--- SUPPLIED MATERIAL ---
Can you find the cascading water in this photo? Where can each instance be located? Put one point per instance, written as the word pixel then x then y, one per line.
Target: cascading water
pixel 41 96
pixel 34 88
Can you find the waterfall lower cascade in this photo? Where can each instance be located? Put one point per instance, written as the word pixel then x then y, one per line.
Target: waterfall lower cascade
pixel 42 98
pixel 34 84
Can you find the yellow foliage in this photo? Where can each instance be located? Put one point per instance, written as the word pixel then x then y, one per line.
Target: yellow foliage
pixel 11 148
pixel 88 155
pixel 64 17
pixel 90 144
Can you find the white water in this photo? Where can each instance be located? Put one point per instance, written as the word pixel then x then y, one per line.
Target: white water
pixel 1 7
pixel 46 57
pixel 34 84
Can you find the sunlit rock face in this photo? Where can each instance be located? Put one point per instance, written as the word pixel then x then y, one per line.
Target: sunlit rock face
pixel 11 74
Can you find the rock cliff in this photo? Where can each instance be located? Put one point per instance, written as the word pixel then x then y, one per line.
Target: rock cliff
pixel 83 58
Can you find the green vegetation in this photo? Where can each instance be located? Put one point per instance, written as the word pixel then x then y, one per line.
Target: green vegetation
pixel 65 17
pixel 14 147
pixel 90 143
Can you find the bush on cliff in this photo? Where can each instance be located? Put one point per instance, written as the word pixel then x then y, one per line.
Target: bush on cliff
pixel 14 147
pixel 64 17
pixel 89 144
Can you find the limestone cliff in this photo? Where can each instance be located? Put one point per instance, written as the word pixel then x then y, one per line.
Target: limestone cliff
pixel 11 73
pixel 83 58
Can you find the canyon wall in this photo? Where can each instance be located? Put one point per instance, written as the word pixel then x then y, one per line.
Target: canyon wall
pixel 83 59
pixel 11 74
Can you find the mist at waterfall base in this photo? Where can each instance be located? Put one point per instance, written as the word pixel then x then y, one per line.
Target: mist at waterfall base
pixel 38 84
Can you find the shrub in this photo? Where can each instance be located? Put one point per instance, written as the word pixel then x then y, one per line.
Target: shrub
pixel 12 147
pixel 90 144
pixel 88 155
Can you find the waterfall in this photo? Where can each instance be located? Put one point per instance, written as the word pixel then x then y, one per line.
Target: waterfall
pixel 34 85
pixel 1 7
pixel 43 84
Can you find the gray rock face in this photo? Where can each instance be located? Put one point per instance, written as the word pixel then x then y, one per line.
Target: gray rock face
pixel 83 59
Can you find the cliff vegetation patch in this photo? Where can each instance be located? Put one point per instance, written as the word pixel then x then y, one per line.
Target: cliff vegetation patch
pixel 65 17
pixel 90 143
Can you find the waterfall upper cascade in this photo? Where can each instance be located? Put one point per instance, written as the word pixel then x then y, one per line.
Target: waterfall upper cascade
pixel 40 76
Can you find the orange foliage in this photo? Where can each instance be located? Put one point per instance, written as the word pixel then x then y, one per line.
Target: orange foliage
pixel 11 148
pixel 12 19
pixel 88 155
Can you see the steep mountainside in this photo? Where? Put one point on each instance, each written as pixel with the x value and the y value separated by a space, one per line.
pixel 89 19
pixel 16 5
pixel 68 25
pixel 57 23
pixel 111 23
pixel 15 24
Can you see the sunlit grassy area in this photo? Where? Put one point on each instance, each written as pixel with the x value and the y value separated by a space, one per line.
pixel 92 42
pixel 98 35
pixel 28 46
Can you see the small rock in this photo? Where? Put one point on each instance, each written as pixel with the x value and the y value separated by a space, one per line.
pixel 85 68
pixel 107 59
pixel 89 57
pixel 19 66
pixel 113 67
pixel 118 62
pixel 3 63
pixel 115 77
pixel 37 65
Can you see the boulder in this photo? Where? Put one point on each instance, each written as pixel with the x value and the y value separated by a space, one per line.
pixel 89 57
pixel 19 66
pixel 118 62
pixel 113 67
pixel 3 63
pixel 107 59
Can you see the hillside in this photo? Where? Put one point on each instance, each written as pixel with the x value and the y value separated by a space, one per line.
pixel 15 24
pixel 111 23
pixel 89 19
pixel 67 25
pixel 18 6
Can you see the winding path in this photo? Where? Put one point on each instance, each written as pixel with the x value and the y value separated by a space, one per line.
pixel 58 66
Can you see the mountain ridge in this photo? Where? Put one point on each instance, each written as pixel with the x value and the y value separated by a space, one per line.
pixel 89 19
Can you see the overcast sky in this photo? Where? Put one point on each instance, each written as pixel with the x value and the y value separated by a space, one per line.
---
- [TRY IT]
Give back the data above, repeating every record exactly.

- [WRITTEN SOLUTION]
Can you find the cascading water in this photo? Where can each instance be located? Put one point per instance, written as the word pixel then x then y, one per line.
Target: cascading water
pixel 41 96
pixel 34 88
Can you find the waterfall lower cascade in this photo? Where can each instance be located? Put one point per instance, written as the word pixel then x then y, one per line.
Target: waterfall lower cascade
pixel 42 98
pixel 34 84
Can you find the yellow foliage in this photo? Where can each instance be located? Put one point per instance, written as the word pixel then x then y, one per line.
Target: yellow foliage
pixel 11 148
pixel 88 155
pixel 64 17
pixel 90 144
Can you find the white water in this photo? Where can each instance be located? Put one point per instance, written as the word pixel then x then y, one per line.
Target: white water
pixel 1 7
pixel 46 57
pixel 34 84
Can you find the sunlit rock face in this photo? Where can each instance be located? Put one point per instance, written as the word pixel then x then y, one per line.
Target: sunlit rock face
pixel 11 74
Can you find the rock cliff in this photo? Where can each instance be located? Put one point per instance, written as the word pixel then x then y, one per line.
Target: rock cliff
pixel 83 58
Can you find the green vegetation in this photo? Where can each instance be located? Put one point per instance, written as the word pixel then x then y, one per line.
Target: green vegetation
pixel 65 17
pixel 14 147
pixel 90 143
Can you find the bush on cliff in this photo? Where can each instance be located? Put one point per instance, written as the word pixel then x then y, one per line.
Target: bush on cliff
pixel 14 147
pixel 64 17
pixel 89 144
Can you find the limestone cliff in this photo? Where can each instance be located? Put one point per instance, written as the word pixel then x then y, one per line.
Target: limestone cliff
pixel 11 73
pixel 83 58
Can you find the canyon wall in this photo? Where can each instance be located? Put one point per instance, written as the word pixel then x then y, one per line.
Target: canyon wall
pixel 83 59
pixel 11 74
Can you find the mist at waterfall base in this photo? Where can each instance be located? Put one point per instance, written as the word pixel then x then y, one per line.
Target: mist at waterfall base
pixel 38 84
Can you find the shrub in this photo? Where can each instance be located? Put one point per instance, written as the word pixel then x then y, one per line.
Target: shrub
pixel 12 147
pixel 90 144
pixel 88 155
Can you find the waterfall in this photo? Where can each instance be located? Put one point per instance, written as the word pixel then x then y, one per line.
Target: waterfall
pixel 34 85
pixel 1 7
pixel 43 84
Can you find the gray rock face in this photo? Where can each instance be located? Put one point per instance, written as the word pixel then x then y, one per line.
Target: gray rock face
pixel 83 59
Can you find the cliff vegetation patch in this photo? Where can each instance be located? Put one point per instance, written as the word pixel then x then y, one per line.
Target: cliff vegetation patch
pixel 65 17
pixel 90 143
Can you find the waterfall upper cascade in this photo? Where can each instance be located? Put one point per instance, written as the word pixel then x then y, one per line.
Target: waterfall upper cascade
pixel 40 76
Can you find the orange foliage in this photo? Where can each instance be located? Put one point per instance, written as the word pixel then x then y, one per line.
Target: orange foliage
pixel 11 148
pixel 12 19
pixel 88 155
Can you see the steep mountainside in this photo? Where? Put one point on each instance, each written as pixel with the x value and the y value separated by a space, one per line.
pixel 89 19
pixel 16 5
pixel 68 25
pixel 57 23
pixel 111 23
pixel 15 24
Can you see the sunlit grassy area in this photo? Where? Put one point on each instance, each written as pixel with the x value and the y value separated by a space, one per line.
pixel 92 42
pixel 98 35
pixel 28 46
Can you see the small rock in this photo? Where? Put one point on each instance, each written as pixel with the x value and the y value separated by a space, one per line.
pixel 85 68
pixel 107 59
pixel 89 57
pixel 19 66
pixel 113 67
pixel 118 62
pixel 3 63
pixel 115 77
pixel 37 65
Can you see the boulder in this photo? Where? Put one point on each instance, each written as pixel with the x value and the y value separated by a space, one per line.
pixel 89 57
pixel 19 66
pixel 118 62
pixel 113 67
pixel 3 63
pixel 107 59
Can you see the hillside in this photo? Where? Put one point on each instance, each written as pixel with the x value and the y value separated by a space, one per line.
pixel 15 24
pixel 111 23
pixel 89 19
pixel 67 25
pixel 18 6
Can you see the winding path in this photo? Where? Put one point on each instance, each written as pixel with the x value and the y value separated by a space, one per line.
pixel 58 66
Can you see the mountain ridge in this photo? Where? Put one point on each instance, each written as pixel with the x value and the y value separated by a space, one per line.
pixel 89 19
Can you see the overcast sky in this photo? Where? Put one point on each instance, each written as pixel with the x value and the y value separated by a space, one per line.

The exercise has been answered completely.